» **Exercise directions**
Count the lines below that carry the word "could". Answer with that number alone.

» **Data for this task**

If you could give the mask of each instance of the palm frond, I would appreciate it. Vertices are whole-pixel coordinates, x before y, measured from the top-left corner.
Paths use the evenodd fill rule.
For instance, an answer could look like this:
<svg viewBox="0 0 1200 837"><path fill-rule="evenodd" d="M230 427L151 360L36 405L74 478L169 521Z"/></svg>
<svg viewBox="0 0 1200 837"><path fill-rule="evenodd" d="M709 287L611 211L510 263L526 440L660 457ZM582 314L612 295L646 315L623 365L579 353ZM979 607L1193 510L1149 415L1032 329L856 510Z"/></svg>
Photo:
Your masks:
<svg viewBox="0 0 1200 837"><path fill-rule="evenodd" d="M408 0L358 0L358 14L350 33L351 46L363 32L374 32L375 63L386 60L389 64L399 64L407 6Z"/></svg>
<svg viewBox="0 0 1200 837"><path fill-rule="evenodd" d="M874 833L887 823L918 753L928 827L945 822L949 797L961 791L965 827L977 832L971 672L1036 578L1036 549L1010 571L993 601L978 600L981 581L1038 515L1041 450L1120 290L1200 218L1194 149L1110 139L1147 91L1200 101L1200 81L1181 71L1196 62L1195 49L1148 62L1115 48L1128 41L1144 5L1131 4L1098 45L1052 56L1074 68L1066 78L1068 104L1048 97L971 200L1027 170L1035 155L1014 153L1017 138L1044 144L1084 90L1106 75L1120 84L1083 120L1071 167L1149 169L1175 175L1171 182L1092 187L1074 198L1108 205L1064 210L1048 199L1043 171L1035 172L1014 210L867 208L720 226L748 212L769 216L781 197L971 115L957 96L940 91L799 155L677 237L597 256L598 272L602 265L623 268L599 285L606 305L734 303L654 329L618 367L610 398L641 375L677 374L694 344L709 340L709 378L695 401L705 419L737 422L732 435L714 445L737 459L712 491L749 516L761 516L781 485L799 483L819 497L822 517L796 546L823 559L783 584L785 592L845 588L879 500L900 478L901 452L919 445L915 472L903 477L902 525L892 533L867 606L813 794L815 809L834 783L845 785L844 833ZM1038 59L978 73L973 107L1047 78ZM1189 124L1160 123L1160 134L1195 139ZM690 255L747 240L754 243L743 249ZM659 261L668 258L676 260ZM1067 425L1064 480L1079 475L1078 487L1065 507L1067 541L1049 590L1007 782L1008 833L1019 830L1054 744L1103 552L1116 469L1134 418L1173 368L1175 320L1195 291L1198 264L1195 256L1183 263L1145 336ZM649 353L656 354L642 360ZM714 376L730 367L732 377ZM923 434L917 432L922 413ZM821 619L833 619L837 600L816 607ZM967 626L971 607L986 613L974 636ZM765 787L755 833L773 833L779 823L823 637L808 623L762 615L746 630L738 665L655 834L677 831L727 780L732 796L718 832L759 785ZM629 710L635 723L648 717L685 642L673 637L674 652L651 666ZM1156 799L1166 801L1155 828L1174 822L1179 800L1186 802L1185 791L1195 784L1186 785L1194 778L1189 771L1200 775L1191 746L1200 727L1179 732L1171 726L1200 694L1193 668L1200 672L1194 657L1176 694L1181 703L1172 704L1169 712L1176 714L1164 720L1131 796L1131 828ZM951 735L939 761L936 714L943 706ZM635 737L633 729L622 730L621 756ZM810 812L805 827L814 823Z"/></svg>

» **Exercise output**
2